=== What is required ===
Can you reproduce every one of the rows below word for word, with the pictures left out?

=== Records provided ===
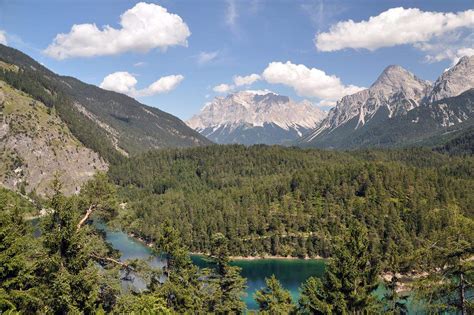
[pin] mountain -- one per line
(35, 144)
(398, 109)
(253, 117)
(454, 81)
(110, 123)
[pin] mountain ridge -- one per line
(254, 117)
(395, 93)
(137, 127)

=== Complete output ===
[pin] mountain -- one per line
(35, 144)
(398, 109)
(253, 117)
(454, 81)
(110, 123)
[pin] mountain ridge -- one per line
(254, 117)
(395, 93)
(137, 127)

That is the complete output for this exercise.